## start Page text
Edit - I thought of a scenario, where x could affect Y outside of y_1 or y_2 - the wind could carry the seeds away, leaving only observed seeds. In this case, you could add the following to the above generative process:

a_prb <- 1
b_prb <- -0.25
windspeed <- rnorm(n_plant, 0, 1)
prob <- plogis(a_prb + b_prb*windspeed)
n_tot_seeds_plant_observed <- rbinom(n_plant, size=n_tot_seeds_plant, p=prob)

For a model, this would require missing data imputation for n_tot_seeds_plant, the true number of total seeds, though.

2 Likes

Thanks @simonbrauer - these are both intriguing suggestions!

As for the imputation you speak of, do you mean doing it outside of the Stan model? I would be open to that especially if there were a way to carry forward the uncertainty in the imputation in the Stan model, but I wasn’t sure how to do that without doing the imputation inside the model (which is what got me stumped in the first place).

For your second suggestion, that sounds to me a lot like the model in my original post (especially if I were to incorporate @jd_c’s suggestion for the generated quantities block). Is that sort of what you were envisioning, or am I missing something here? Modeling y_1 as opposed to Y might necessitate fitting separate models for different species (given the issues noted in my last post), but definitely sounds like something worth pursuing.

Of course - x is a suite of soil characteristics (including moisture, texture, nutrients, etc.). So your example with P is actually spot on. Your generative example also makes a lot of sense to me.

It’s increasingly sounding like (in the absence of a straightforward way to have latent counts within my model) adjusting which response variable(s) I am trying to model might be a reasonable path forward. My initial instinct was to make total seed production(Y) the response because it is more of a common currency across species, but I suppose that it is still possible to model the number of flowers (or whatever reproductive unit is counted, y_1) for each species separately and later predict Y from the model.

So in that case, I think what you actually want to do is model y_1 and y_2, similar to what you have already done, and then generate predictions for Y in generated quantities. A “suite of soil characteristics” would affect Y only via y_1 and y_2, so you will want to use x as a predictor for one or both of those models. If you have multiple species then you will want to include an offset for each species (either no pooling or partial pooling, whatever makes sense; you may also want to include different slopes for each species for the affect of x on y_1 and y_2). If you want to make predictions for new plants, then you want to include both the y_1 and y_2 models in the generated quantities code for Y.
## end Page text
## start Data records
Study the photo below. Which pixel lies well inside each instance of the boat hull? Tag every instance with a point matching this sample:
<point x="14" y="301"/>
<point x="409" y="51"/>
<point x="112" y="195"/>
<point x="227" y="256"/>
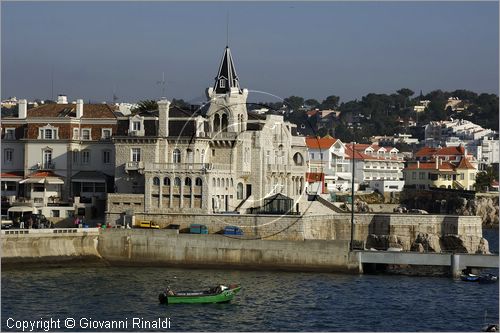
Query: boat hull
<point x="223" y="297"/>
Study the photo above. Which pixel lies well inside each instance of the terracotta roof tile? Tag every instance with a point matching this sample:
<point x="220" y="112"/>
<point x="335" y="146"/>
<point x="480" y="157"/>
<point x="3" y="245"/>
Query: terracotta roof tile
<point x="320" y="143"/>
<point x="465" y="164"/>
<point x="69" y="110"/>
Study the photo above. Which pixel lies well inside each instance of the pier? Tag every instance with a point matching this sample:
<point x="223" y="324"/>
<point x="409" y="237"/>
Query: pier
<point x="456" y="261"/>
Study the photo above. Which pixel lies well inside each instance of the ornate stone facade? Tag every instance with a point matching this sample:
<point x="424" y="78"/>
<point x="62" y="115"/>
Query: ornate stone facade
<point x="219" y="158"/>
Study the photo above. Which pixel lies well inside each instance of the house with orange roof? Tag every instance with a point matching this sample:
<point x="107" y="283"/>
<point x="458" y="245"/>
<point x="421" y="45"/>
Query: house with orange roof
<point x="59" y="157"/>
<point x="326" y="156"/>
<point x="440" y="173"/>
<point x="379" y="168"/>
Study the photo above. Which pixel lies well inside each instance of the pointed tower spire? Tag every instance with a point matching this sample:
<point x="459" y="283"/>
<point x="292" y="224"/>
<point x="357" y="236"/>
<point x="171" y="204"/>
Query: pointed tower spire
<point x="226" y="77"/>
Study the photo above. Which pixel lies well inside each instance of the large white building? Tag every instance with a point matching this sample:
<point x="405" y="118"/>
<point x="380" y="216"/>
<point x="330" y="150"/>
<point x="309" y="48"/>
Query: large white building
<point x="482" y="143"/>
<point x="59" y="158"/>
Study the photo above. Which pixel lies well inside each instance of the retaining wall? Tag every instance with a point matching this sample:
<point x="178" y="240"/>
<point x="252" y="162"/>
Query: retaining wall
<point x="165" y="247"/>
<point x="49" y="245"/>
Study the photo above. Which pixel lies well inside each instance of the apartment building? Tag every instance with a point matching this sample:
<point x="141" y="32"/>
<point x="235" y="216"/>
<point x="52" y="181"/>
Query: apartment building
<point x="59" y="157"/>
<point x="219" y="158"/>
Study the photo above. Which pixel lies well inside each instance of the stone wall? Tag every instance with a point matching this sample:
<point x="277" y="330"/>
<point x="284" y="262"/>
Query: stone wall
<point x="163" y="247"/>
<point x="407" y="228"/>
<point x="40" y="245"/>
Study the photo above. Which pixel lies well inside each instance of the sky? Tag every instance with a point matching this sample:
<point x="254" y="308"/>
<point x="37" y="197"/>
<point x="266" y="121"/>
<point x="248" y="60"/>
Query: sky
<point x="91" y="50"/>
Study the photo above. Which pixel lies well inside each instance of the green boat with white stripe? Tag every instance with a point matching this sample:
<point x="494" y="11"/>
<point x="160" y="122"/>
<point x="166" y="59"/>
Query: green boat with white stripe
<point x="219" y="294"/>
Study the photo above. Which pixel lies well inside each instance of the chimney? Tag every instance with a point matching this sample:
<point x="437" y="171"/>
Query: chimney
<point x="23" y="109"/>
<point x="62" y="99"/>
<point x="79" y="108"/>
<point x="163" y="110"/>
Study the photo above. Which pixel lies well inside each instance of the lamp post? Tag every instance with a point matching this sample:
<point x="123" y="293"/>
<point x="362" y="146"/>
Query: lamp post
<point x="351" y="247"/>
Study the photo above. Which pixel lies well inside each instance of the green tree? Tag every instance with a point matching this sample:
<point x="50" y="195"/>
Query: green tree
<point x="145" y="105"/>
<point x="311" y="103"/>
<point x="294" y="102"/>
<point x="331" y="102"/>
<point x="484" y="179"/>
<point x="406" y="93"/>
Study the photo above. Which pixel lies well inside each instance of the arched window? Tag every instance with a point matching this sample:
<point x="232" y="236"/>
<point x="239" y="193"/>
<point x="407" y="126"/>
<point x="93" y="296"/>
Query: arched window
<point x="176" y="156"/>
<point x="216" y="122"/>
<point x="225" y="123"/>
<point x="177" y="181"/>
<point x="190" y="156"/>
<point x="239" y="191"/>
<point x="298" y="159"/>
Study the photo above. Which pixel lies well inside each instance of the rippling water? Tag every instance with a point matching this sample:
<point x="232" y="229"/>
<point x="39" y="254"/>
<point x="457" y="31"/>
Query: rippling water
<point x="269" y="301"/>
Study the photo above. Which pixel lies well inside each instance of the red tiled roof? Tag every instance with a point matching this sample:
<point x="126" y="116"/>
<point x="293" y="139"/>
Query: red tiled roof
<point x="426" y="151"/>
<point x="312" y="177"/>
<point x="444" y="166"/>
<point x="320" y="143"/>
<point x="12" y="174"/>
<point x="69" y="110"/>
<point x="465" y="164"/>
<point x="43" y="174"/>
<point x="359" y="155"/>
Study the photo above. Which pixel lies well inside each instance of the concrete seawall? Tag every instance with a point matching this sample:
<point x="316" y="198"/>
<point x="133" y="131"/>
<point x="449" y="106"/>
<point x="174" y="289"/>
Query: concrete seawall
<point x="49" y="245"/>
<point x="166" y="247"/>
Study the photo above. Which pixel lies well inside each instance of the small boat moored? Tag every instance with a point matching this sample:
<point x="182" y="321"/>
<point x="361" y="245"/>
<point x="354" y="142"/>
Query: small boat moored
<point x="469" y="277"/>
<point x="218" y="294"/>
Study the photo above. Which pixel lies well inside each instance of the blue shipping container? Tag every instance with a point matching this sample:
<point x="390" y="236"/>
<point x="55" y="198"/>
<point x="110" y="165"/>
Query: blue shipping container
<point x="198" y="229"/>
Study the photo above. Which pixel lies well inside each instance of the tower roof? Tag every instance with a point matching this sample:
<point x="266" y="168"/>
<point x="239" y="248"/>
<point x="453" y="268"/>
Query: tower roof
<point x="226" y="77"/>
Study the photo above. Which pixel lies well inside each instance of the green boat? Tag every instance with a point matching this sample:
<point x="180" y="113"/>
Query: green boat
<point x="219" y="294"/>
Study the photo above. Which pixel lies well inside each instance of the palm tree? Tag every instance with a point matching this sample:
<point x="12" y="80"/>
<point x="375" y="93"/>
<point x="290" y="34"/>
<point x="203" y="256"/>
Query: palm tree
<point x="145" y="105"/>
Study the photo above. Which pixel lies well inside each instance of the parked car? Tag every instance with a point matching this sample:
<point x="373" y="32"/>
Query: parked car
<point x="147" y="225"/>
<point x="198" y="229"/>
<point x="233" y="230"/>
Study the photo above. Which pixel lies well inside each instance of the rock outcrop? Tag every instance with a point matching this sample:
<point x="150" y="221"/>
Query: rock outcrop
<point x="425" y="242"/>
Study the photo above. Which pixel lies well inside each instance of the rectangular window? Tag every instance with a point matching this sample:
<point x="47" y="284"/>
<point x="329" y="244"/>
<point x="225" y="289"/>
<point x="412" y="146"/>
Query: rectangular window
<point x="136" y="154"/>
<point x="86" y="134"/>
<point x="48" y="134"/>
<point x="85" y="156"/>
<point x="106" y="133"/>
<point x="88" y="187"/>
<point x="99" y="187"/>
<point x="8" y="155"/>
<point x="10" y="134"/>
<point x="106" y="156"/>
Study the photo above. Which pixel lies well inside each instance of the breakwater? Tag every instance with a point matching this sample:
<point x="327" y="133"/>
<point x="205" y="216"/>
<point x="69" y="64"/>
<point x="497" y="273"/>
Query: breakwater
<point x="49" y="245"/>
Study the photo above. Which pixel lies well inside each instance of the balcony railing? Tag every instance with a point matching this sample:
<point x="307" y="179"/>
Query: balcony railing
<point x="45" y="166"/>
<point x="134" y="165"/>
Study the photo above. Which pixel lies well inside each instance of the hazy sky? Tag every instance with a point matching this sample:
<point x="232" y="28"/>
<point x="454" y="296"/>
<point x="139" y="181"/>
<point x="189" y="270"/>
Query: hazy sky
<point x="283" y="48"/>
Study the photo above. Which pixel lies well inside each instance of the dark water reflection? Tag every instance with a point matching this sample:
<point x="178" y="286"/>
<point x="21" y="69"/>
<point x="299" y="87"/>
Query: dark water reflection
<point x="269" y="301"/>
## end Data records
• **Task directions**
Rewrite the forum thread text starting at "Thanks @simonbrauer - these" and ending at "something worth pursuing.", putting "estimation" wherever "imputation" appears.

• **Reply to the task**
Thanks @simonbrauer - these are both intriguing suggestions!

As for the estimation you speak of, do you mean doing it outside of the Stan model? I would be open to that especially if there were a way to carry forward the uncertainty in the estimation in the Stan model, but I wasn’t sure how to do that without doing the estimation inside the model (which is what got me stumped in the first place).

For your second suggestion, that sounds to me a lot like the model in my original post (especially if I were to incorporate @jd_c’s suggestion for the generated quantities block). Is that sort of what you were envisioning, or am I missing something here? Modeling y_1 as opposed to Y might necessitate fitting separate models for different species (given the issues noted in my last post), but definitely sounds like something worth pursuing.